(Exercise prompt) The answer must consist only of the lines from the line with "like point(69, 13)." to the line with "like point(15, 83).", both included, exactly as they stand below.

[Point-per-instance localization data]
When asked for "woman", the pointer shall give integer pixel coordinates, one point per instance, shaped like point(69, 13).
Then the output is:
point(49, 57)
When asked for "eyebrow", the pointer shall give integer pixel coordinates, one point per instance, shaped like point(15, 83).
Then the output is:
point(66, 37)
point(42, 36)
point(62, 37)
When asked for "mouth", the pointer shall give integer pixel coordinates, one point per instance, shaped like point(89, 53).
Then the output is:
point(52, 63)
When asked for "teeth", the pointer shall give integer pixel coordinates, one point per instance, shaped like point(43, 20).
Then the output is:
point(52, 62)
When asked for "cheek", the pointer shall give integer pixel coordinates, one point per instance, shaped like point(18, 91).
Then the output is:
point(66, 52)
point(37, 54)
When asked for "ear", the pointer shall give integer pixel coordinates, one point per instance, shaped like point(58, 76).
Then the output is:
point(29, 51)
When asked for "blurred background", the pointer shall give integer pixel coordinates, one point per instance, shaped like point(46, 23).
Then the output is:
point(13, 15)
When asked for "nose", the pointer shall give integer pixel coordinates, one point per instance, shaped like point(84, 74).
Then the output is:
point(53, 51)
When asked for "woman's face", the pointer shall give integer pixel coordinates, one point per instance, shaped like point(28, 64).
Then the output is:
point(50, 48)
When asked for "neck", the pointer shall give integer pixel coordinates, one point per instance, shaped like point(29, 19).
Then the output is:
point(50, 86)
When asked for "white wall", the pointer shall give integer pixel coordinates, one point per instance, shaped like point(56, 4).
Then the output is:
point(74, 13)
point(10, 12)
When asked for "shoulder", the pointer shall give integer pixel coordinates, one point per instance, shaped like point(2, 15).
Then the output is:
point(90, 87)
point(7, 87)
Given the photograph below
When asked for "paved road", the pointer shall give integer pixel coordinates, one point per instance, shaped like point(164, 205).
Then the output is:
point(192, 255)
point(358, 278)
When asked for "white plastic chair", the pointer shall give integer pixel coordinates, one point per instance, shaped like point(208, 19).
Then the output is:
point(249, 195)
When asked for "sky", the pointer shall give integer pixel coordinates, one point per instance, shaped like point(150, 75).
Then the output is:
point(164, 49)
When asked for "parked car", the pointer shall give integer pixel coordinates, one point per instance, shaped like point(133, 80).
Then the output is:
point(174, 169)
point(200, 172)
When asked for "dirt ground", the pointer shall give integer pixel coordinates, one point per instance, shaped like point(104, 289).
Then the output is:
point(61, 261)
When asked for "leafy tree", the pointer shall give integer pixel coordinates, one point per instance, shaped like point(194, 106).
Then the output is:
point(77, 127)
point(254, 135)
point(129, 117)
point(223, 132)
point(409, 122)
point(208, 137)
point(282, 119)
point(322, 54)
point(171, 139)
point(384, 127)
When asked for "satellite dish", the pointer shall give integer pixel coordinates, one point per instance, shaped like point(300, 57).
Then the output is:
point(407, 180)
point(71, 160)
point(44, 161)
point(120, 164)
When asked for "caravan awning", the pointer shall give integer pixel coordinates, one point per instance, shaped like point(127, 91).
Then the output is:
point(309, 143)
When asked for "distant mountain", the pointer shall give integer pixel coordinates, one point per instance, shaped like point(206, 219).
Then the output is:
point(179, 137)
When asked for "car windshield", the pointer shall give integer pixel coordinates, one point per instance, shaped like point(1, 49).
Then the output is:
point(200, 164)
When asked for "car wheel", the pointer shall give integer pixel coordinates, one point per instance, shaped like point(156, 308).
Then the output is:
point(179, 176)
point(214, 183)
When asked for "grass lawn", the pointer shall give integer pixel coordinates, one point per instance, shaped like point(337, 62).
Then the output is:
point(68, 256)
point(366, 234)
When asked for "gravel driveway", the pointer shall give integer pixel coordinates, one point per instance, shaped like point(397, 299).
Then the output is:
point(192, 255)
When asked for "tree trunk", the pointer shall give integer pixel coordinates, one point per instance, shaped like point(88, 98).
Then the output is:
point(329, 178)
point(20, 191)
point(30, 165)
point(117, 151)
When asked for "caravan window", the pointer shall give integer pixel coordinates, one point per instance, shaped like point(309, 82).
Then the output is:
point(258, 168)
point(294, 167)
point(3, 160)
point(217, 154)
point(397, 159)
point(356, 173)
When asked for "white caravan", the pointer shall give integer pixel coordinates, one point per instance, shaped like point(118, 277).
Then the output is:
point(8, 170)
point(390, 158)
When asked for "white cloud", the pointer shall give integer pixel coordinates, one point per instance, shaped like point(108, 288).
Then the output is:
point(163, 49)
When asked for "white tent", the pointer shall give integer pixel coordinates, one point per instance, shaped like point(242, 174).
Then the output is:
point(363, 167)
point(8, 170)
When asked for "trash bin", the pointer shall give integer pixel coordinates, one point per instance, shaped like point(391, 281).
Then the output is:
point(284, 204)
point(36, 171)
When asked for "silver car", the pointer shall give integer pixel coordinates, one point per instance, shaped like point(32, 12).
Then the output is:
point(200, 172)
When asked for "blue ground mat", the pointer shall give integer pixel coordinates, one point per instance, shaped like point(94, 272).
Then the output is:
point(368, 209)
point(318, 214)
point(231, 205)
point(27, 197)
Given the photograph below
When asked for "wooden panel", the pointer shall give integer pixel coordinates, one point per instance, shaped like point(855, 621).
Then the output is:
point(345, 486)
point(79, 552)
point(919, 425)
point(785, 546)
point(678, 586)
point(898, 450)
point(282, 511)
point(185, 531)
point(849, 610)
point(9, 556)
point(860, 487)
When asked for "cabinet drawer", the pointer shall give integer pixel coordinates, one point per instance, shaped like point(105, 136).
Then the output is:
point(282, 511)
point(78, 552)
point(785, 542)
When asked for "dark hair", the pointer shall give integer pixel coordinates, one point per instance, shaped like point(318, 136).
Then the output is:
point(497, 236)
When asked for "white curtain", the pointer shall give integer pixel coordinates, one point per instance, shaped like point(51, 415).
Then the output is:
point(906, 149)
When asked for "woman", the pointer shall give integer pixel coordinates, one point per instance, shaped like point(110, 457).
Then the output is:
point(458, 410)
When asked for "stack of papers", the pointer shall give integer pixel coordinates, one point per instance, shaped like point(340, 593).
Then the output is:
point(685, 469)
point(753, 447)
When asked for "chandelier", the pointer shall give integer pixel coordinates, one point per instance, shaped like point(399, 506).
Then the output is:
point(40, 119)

---

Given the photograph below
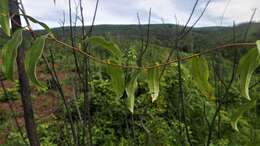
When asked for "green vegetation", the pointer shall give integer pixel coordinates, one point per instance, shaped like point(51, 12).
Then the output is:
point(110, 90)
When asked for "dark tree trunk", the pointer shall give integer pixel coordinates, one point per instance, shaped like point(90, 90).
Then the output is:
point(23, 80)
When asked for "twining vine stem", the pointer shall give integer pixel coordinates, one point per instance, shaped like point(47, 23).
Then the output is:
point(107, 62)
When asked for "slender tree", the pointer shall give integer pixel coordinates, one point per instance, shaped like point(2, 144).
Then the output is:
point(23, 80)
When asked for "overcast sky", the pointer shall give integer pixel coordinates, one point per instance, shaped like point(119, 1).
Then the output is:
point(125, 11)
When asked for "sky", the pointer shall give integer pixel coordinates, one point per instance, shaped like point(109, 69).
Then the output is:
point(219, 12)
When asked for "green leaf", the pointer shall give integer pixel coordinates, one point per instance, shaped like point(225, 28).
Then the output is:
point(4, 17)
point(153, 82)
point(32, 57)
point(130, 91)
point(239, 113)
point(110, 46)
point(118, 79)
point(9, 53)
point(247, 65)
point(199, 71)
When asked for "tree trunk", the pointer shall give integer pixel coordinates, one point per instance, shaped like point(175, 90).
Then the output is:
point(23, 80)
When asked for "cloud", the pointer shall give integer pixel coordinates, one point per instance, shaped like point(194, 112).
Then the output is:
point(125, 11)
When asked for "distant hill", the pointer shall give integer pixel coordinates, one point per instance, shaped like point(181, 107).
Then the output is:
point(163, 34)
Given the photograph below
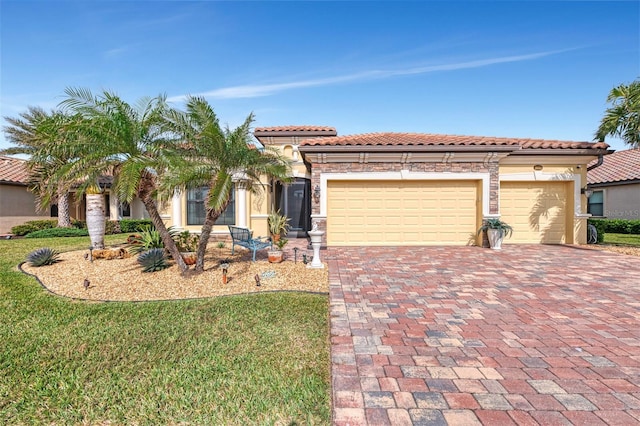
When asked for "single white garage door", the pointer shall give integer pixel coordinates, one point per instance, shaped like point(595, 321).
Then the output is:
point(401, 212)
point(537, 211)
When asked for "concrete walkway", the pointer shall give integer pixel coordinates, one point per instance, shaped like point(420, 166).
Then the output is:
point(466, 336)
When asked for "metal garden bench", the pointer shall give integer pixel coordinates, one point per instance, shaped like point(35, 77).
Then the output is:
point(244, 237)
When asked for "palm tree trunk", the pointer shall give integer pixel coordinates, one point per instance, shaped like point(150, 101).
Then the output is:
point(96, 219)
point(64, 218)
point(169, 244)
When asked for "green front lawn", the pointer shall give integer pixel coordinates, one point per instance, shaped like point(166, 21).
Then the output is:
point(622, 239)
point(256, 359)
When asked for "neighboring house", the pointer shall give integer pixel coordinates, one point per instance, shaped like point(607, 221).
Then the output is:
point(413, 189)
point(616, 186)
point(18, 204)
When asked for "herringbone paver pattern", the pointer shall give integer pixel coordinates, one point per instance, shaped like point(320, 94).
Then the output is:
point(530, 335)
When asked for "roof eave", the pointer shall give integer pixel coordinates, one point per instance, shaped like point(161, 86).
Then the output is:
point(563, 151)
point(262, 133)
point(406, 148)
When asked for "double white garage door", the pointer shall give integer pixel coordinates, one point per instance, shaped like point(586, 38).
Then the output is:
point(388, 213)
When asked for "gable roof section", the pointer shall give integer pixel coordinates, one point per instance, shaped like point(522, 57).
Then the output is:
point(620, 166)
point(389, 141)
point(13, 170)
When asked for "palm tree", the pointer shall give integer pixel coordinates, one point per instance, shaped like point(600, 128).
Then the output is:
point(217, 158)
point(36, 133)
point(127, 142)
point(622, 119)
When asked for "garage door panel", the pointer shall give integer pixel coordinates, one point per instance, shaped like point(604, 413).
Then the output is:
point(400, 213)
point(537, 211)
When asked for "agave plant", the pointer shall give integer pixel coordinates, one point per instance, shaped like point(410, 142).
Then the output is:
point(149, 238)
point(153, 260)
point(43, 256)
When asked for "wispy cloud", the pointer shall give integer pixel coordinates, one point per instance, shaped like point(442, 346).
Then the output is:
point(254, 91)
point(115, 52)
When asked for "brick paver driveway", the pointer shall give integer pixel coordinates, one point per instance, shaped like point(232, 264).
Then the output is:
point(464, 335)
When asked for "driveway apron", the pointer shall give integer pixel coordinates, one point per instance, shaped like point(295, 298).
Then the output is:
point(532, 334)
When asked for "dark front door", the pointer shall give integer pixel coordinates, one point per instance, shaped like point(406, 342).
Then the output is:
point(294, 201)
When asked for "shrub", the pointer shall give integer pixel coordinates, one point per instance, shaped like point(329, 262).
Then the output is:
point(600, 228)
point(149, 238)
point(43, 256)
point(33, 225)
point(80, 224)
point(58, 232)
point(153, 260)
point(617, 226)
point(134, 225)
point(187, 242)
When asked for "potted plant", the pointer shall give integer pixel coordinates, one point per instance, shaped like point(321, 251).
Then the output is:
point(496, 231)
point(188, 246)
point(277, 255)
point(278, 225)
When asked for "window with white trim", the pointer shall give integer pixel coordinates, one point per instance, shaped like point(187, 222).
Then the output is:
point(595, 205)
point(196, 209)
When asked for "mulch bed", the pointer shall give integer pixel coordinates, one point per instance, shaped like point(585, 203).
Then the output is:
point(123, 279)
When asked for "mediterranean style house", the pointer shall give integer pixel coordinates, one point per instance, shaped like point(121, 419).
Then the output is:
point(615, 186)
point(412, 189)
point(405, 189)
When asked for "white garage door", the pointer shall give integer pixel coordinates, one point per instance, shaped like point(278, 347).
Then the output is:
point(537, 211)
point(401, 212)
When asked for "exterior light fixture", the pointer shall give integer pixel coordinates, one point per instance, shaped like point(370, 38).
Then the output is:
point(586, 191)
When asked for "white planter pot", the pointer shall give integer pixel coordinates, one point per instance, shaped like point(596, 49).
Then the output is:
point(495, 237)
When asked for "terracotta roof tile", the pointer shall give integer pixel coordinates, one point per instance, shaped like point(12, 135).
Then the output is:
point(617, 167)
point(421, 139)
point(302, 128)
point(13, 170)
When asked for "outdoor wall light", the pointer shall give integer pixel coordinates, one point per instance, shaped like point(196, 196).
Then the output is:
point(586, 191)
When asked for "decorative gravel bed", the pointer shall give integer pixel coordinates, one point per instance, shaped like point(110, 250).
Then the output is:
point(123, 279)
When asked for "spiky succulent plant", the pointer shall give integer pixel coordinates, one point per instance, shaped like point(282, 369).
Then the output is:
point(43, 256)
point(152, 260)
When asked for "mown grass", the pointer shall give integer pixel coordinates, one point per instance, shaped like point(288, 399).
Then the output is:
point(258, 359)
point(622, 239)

(Final answer)
When asked for "woman", the pointer shall give integer pixel coordinates, one point per instance, shaped like point(69, 13).
Then the output is:
point(49, 57)
When asked for "eyebrow", the pointer shall give integer pixel coordinates, one point per instance, shaped like point(15, 83).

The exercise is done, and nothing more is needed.